* [INSTRUCTIONS]
a – Switch "Old Croft River" to "Old Croft Stream" as you write out the stretch from "Renaming as the" through "old flood plain." in the passage on the Old Croft River.
b – Carry the passage on the Old Croft River forward, picking up after its last sentence.

* [EXCERPTED PASSAGE]
--------

It ran from Littleport to Wisbech, but having been cut-up during various Fenland drainage schemes is now just a number of independent sections, parts dead and buried, others withered and one still clinging to life.
In the past it's been known by many names including "Wellstream" and "Old Wellenhee" [Welney] but is now named the Old Croft River.
History
Pre fen-drainage
This map shows the course of the river pre drainage. From Darby's The Changing Fenland, based on 1934 work by Maj Gordon Fowler
In earlier centuries it had been a grand river with a wide winter flood plain and was an important link in the vast and ever changing waterway network of East Anglia.
As long ago as the 11th and 12th centuries it was the course of the Great Ouse which flowed in a huge curve from Earith via Ely, Welney and Upwell to the sea at Wisbech, a port then on the coast.
It was a busy commercial river, bringing in coal and delivering farm produce. It is said that stone for Ely Cathedral was carried along it from the quarries at Barnack in Northamptonshire.
During the 13th C (when recorded as the "Aqua de Welle" in the Assize Roll of 1245) the Wisbech estuary became choked with sand and silt and much of the Wellstream turned southeast at Outwell into Well Creek and eventually to sea at Kings Lynn (see map).
Later it was also known variously as The Old River of Welney, Old Wellenhee (river), Welney River or Welney Water. But regardless of changes in name or its route to the sea, it remainded a major river.
But all that ended in the 17th century when it was dismembered - cut through by various drainage schemes. And then again in the 18th and 19th centuries! Scroll down to follow the story or choose a section to jump to from the drop-down menu.
c1651. At what was later named Suspension Bridge by the Hundred Foot/New Bedford River.
c1750. At Welney (a little east of Old Bedford) by River Delph.
c1846. Near Three Holes, by the Middle Level Main Drain
Post drainage
Big changes in peoples lives and work. Communities were separated, people couldn't get to their Church or Chapel, farmers had difficulty accessing some of their land, and new routes needed for receiving coal and marketing crops and manufactured goods.
Renaming as the Old Croft River
The first Ordnance Survey (OS) maps in the 1820s and Samuel Wells' 1828/30 map, name the river from Welney northwards as Old Welney River, and the southern section, to the east of the washes, as Old Croft River.
At some stage OS adopted the latter name for both sections. Prof. HC Darby suggests (The Changing Fenland, 1983, pp34) that the origin of the name Old Croft River was taken from Jonas Moore's late 17th C map showing a line of old crofts (smallholdings) on the old flood plain.
The cut-up sections
Littleport to Suspension Bridge
The section through the South Level is totally within the Littleport & Downham IDB
district (although the IDB may not be responsible for it). Much of this section has long
since dried up and the course is hard to follow in places, in fact the OS maps do not
show a continuous link.

--------

* [SOURCE EXCERPT]
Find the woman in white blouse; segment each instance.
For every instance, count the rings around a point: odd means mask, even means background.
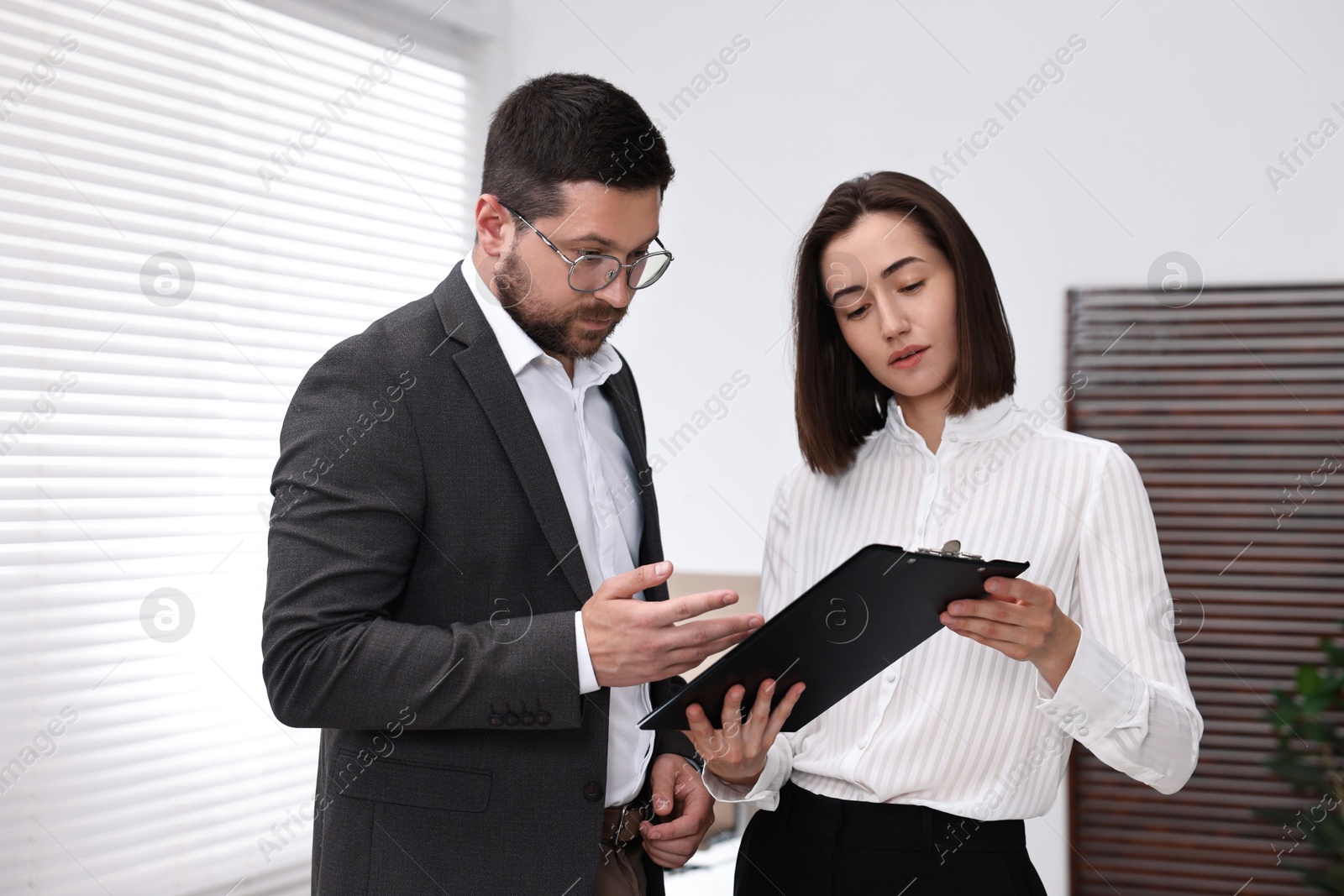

--------

* [OUTPUTS IN ORDER]
a –
Renaming as the Old Croft Stream
The first Ordnance Survey (OS) maps in the 1820s and Samuel Wells' 1828/30 map, name the river from Welney northwards as Old Welney River, and the southern section, to the east of the washes, as Old Croft Stream.
At some stage OS adopted the latter name for both sections. Prof. HC Darby suggests (The Changing Fenland, 1983, pp34) that the origin of the name Old Croft Stream was taken from Jonas Moore's late 17th C map showing a line of old crofts (smallholdings) on the old flood plain.

b –
Jonas Moore's map of 1658 (post-drainage) shows the river connecting to the Ouse via a "sasse" (the old name for a sluice, or maybe lock) north-east of Littleport, probably where the small dock and marina is between the railway and Ouse.
The dockyard at Littleport in 2010 with workshop on left and Signalbox to the right. Photo: Peter Cox, Oct 2010, Olympus E-410
The 2006 OS explorer map shows a short waterway named "Holmes River" running along part of the east side of Station Road in Littleport. The marina, dock and Holmes River actually mark the course of the Old Croft.
The IDB's district map shows the source to be a culvert under the railway, fed from the end of the dockyard/marina on the other side of the railway. Photo: Peter Cox, Apr 2012 Olympus E-410
The mucky pool after the culvert. Photo: Peter Cox, Apr 2012 Olympus E-410
After the pool the river clears up along the road. Photo: Peter Cox, Apr 2012 Olympus E-410
After this slacker the river is dried up has become a dumping site Photo: Peter Cox, Apr 2012 Olympus E-410
And appears to come to an end beyond the slacker at a drive to a bungalow. Photo: Peter Cox, Apr 2012 Olympus E-410
Just before the bungalow, the river curved to the right and ran between Silt Road and the Hythe as shown on the OS map of 1937-61. It would then have run alongside Camel Road, then to the current sewage works just west of the A10.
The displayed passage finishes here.